#### [Description of the task]
Rewrite the listing below, substituting "most central" for every occurrence of "innermost" and leaving everything else unchanged.

## Start

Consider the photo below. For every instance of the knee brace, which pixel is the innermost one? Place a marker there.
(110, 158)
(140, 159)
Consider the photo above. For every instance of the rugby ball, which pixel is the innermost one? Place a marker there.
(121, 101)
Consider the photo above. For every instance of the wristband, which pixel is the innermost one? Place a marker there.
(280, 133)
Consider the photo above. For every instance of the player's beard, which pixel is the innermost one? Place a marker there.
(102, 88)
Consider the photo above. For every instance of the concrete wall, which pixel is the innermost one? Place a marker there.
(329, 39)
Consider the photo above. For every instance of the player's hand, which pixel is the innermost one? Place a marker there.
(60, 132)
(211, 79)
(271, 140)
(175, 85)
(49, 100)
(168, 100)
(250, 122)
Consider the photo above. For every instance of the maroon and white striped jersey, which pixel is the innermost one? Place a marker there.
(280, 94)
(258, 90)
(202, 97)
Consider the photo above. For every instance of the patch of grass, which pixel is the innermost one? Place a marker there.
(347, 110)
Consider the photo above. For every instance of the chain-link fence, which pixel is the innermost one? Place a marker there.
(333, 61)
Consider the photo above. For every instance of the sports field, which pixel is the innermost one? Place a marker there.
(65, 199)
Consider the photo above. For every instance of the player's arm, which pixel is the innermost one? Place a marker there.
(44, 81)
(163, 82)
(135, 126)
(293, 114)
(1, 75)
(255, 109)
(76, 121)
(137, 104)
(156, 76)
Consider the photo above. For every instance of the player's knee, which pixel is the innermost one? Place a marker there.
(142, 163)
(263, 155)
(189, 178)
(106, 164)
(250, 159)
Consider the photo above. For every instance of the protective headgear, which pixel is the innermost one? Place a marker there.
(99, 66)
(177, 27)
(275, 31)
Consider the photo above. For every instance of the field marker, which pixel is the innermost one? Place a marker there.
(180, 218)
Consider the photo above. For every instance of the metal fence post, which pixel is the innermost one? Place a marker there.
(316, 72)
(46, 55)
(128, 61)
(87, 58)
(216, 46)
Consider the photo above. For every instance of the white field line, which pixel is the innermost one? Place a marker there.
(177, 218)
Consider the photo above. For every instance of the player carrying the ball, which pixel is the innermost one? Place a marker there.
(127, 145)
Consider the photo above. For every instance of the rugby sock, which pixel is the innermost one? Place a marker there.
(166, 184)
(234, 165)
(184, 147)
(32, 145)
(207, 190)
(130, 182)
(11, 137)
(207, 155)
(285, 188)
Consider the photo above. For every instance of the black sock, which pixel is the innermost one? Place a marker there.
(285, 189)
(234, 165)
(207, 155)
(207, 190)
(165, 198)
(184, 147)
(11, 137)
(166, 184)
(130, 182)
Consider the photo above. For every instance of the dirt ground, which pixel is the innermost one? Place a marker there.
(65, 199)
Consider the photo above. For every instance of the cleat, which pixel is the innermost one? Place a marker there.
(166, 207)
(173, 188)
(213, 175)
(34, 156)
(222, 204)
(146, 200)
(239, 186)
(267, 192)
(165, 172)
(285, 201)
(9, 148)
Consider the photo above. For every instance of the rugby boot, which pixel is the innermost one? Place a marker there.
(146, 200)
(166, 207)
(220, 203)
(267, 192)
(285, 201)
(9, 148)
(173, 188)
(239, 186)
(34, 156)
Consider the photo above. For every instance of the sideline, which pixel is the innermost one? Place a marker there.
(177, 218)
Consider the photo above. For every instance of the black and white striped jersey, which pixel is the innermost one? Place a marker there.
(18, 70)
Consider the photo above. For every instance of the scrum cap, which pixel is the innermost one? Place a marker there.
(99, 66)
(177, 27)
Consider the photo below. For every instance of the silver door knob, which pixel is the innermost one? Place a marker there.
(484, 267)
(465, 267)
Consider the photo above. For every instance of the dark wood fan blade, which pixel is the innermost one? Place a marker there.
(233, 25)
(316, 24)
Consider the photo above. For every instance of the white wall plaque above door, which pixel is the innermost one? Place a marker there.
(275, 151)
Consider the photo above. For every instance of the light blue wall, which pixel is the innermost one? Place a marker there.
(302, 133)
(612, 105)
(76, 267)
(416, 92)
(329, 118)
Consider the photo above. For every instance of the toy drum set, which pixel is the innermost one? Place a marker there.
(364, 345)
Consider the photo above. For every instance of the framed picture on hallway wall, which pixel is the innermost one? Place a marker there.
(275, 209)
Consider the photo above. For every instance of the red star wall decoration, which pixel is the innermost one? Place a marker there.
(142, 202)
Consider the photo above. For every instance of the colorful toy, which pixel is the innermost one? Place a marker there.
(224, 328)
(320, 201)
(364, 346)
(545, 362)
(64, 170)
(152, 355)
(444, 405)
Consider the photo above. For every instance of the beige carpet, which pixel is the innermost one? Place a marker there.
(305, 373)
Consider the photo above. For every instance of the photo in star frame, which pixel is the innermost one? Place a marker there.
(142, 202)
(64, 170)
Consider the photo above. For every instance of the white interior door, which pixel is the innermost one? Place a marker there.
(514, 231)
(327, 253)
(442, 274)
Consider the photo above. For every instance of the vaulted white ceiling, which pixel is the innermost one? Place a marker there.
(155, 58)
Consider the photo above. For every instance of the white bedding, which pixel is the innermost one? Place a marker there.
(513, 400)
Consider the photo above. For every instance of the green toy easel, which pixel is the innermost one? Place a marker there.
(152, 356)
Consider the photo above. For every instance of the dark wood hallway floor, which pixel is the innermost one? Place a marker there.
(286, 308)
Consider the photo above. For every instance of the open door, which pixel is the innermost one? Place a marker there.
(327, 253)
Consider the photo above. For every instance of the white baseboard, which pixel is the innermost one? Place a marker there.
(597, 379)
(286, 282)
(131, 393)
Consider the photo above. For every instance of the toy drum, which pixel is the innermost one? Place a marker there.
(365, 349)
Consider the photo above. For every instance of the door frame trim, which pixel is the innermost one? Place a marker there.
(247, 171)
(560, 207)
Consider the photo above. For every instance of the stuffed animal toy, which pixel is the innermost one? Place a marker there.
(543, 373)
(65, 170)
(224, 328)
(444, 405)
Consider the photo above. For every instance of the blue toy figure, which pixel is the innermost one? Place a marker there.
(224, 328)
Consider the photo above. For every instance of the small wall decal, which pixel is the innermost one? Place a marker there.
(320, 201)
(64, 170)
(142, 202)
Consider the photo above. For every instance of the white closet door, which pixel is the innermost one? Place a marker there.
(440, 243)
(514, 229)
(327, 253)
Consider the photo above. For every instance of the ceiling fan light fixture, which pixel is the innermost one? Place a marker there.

## End

#### [Task solution]
Consider the photo below. For every instance of the knee brace, which pixel is the most central one? Place a marker there.
(110, 158)
(140, 159)
Consider the photo above. For every instance of the rugby ball, which pixel is the most central one? Place a marker there.
(121, 101)
Consider the photo above. For every instance of the wristband, which pixel is the most central one? Place a marker there.
(280, 133)
Consider the photo above. For every instance of the player's beard, which pixel is the most central one? Place a marker there.
(102, 88)
Consider the photo above. For every instance of the concrete wall, which pixel is the most central one? Place a marker there.
(329, 39)
Consider the photo above. For every instance of the player's hand, which pixel is the most central one? Place a marker there.
(60, 132)
(211, 79)
(271, 140)
(175, 85)
(49, 100)
(168, 100)
(250, 122)
Consider the photo above. For every instance of the maroon and white striped jersey, which pixel is the most central one? Place a marker there.
(280, 94)
(258, 90)
(202, 97)
Consider the photo above. For every instance of the patch of grass, which pixel is the most central one? Place a marker there.
(347, 110)
Consider the photo above. For every instance of the chain-link fence, which pixel is the most central one? Place a marker there.
(333, 61)
Consider the photo above. For every instance of the sports field, which pixel is the most central one? Place a marker there.
(65, 199)
Consider the photo above. For every instance of the player's arm, which pixel is the most central one? Place a marker there.
(44, 81)
(163, 82)
(135, 126)
(293, 114)
(1, 75)
(255, 109)
(76, 121)
(137, 104)
(156, 76)
Consider the photo above. For every instance of the player's knee, which pixel is the most central one? Place a marker there.
(142, 163)
(263, 155)
(189, 178)
(106, 164)
(250, 159)
Consider the photo above. For every instance of the protective headgear, which pixel is the most central one? Place a marker there.
(99, 66)
(177, 27)
(275, 31)
Consider the photo above. For every instance of the field marker, which pixel is the most central one? Place a marker there.
(180, 218)
Consider the photo above. For every instance of the metal fence post, which pixel is the most central one? Place a marker there.
(316, 72)
(46, 55)
(128, 61)
(87, 58)
(216, 46)
Consider the photo above. For every instance of the white field line, which pixel is the most central one? Place a marker there.
(177, 218)
Consider the photo above. For every instance of the player carrying the ball, which pixel is the most central one? Place a marker there.
(127, 145)
Consider the photo above. For every instance of the rugby sock, which pixel is the most central one? Place a marker there.
(166, 184)
(234, 165)
(184, 147)
(32, 145)
(207, 190)
(130, 182)
(11, 137)
(207, 155)
(285, 188)
Consider the photo above. For every instance of the black sock, which pixel is the most central one? Place a marker there.
(285, 189)
(234, 165)
(207, 155)
(207, 190)
(165, 198)
(184, 147)
(11, 137)
(166, 184)
(130, 182)
Consider the photo above. For every instance of the dirt ground, which pixel is the most central one? Place a marker there.
(65, 199)
Consider the photo above. For every instance of the cleat, which pixel is the most central one? Place a marker there.
(166, 207)
(173, 188)
(213, 175)
(34, 156)
(222, 204)
(146, 200)
(239, 186)
(267, 192)
(165, 172)
(285, 201)
(9, 148)
Consider the photo above. For every instance of the rugby boot, which pixel is the most central one? Place a marker there.
(146, 200)
(166, 207)
(220, 203)
(267, 192)
(285, 201)
(9, 148)
(173, 188)
(239, 186)
(34, 156)
Consider the photo above. For every instance of the sideline, which pixel is the most central one? Place a marker there.
(177, 218)
Consider the photo above. For every instance of the black and white striped jersey, which pixel is the most central one? Place a marker there.
(18, 70)
Consider the photo above. For every instance of the scrum cap, which pixel is the most central one? Place a marker there.
(99, 66)
(177, 27)
Consider the photo below. For every instance of the silver door knob, which pixel is the most central one? Place a marker there.
(484, 267)
(465, 267)
Consider the photo above. For every instance of the dark wood fan blade, which pixel is the most central one? Place a marker there.
(233, 25)
(316, 24)
Consider the photo above. For every instance of the white wall plaque above door, which pixel is the most central one? Place a marker there.
(275, 151)
Consider the photo above. For every instance of the light blue wall, which pixel is the most central one? Place a marker there.
(302, 133)
(612, 105)
(76, 267)
(416, 92)
(329, 118)
Consider the photo above. For every instance of the toy drum set, which pixel is the most central one? Place a marker there.
(364, 345)
Consider the photo above. For every instance of the framed picture on hallway wall, which pixel is the most central one? Place a marker there.
(275, 209)
Consider the photo above. For every instance of the red star wall decoration, which pixel is the most central one? Place a marker there.
(142, 202)
Consider the photo above. For every instance of the colorful toy, which pixel is the most central one? Place a marker there.
(224, 328)
(320, 201)
(364, 346)
(545, 362)
(64, 170)
(152, 355)
(444, 405)
Consider the photo above. For every instance of the beige carpet, which pixel is the most central one? Place a marker there.
(305, 373)
Consider the photo above. For every instance of the photo in star frame, which pixel is the most central one? Place a marker there.
(142, 202)
(64, 170)
Consider the photo above. For every instance of the white interior door, which pixel is the most central one? Place a marker there.
(514, 231)
(327, 253)
(442, 274)
Consider the photo above. For every instance of the vaulted white ceiling, which pixel is the most central one? Place a marker there.
(155, 58)
Consider the photo above. For every instance of the white bedding, which pixel is the most central one? Place a marker there.
(513, 400)
Consider the photo above. For every instance of the green toy easel, which pixel is the most central one? Place a marker there.
(152, 356)
Consider the photo above. For every instance of the dark wood hallway floor, which pixel is the most central one? Place a marker there.
(286, 308)
Consider the photo above. For every instance of the open door, which pixel is the most central one? Place a marker there.
(327, 253)
Consider the photo above. For every instance of the white baseboard, which pixel is the most central one? Place a marker there.
(597, 379)
(286, 282)
(131, 393)
Consider the photo above. For every instance of the toy drum, which pixel is the most central one? Place a marker there.
(365, 349)
Consider the photo above. For every instance of the door frame trim, which pixel is the most central one? Place a marker there.
(247, 171)
(560, 207)
Consider the photo above. For every instance of the stuffed animal toy, which pixel is the most central one? Place a marker there.
(543, 373)
(65, 170)
(224, 328)
(444, 405)
Consider the photo above. For every instance of the blue toy figure, which pixel is the most central one? Place a marker there.
(224, 328)
Consider the photo above. For every instance of the small wall decal, which pixel is the most central one? Place a marker there.
(320, 201)
(64, 170)
(142, 202)
Consider the photo above. For every instance of the white closet door, which pixel is the most central one? Place a marker there.
(440, 243)
(514, 229)
(327, 253)
Consider the photo above. For every instance of the ceiling fan light fixture, which pixel is the most central one? Place a marker there.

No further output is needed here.